• _Objective_:
Reproduce each of the following items verbatim, omitting the pictures from your answer.
:::::
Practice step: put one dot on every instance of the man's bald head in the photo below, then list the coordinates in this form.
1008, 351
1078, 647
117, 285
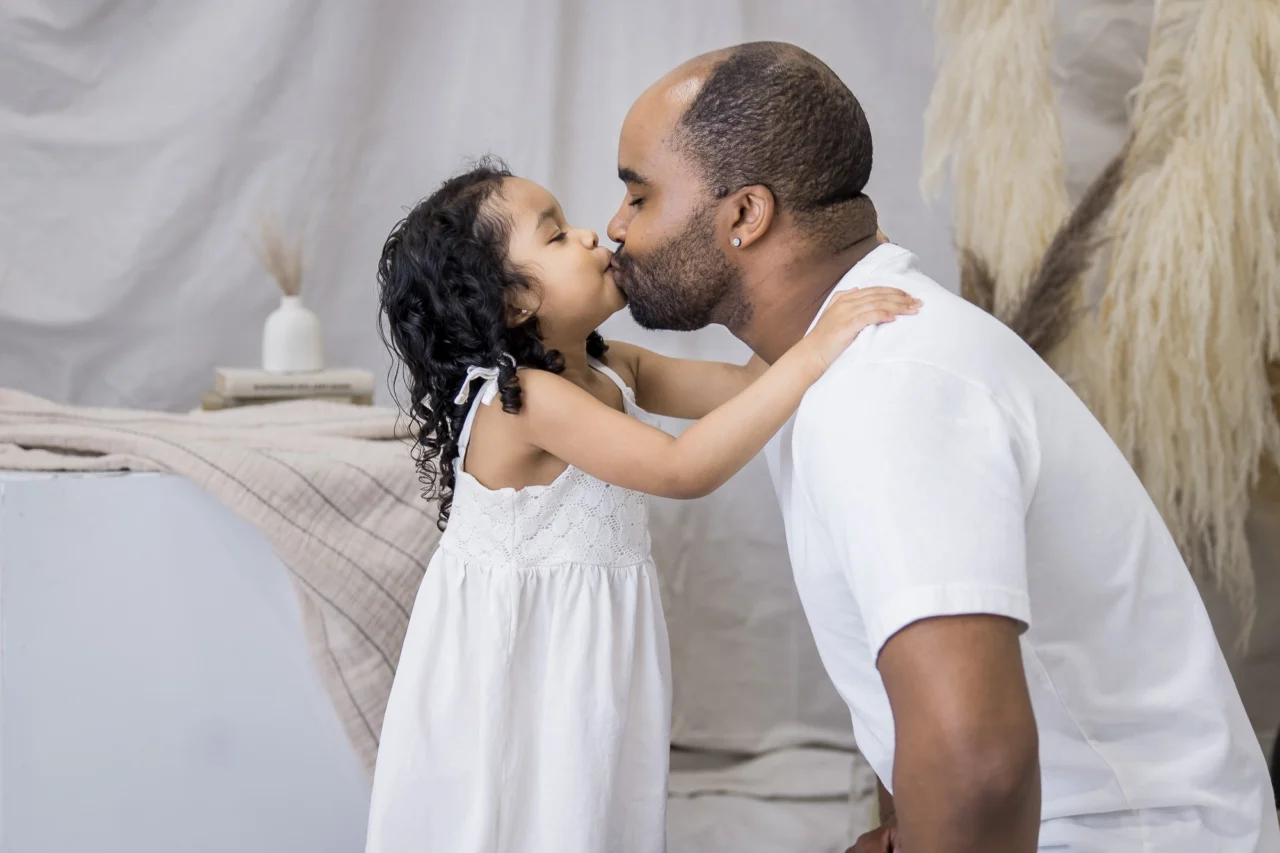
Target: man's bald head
775, 114
709, 153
:::::
• _Output below_:
Practice step: put one dot on every instance of the man's bald head in the photo below, then list the coordinates in this form.
1008, 351
1078, 647
117, 285
Target: man's bald head
775, 114
709, 153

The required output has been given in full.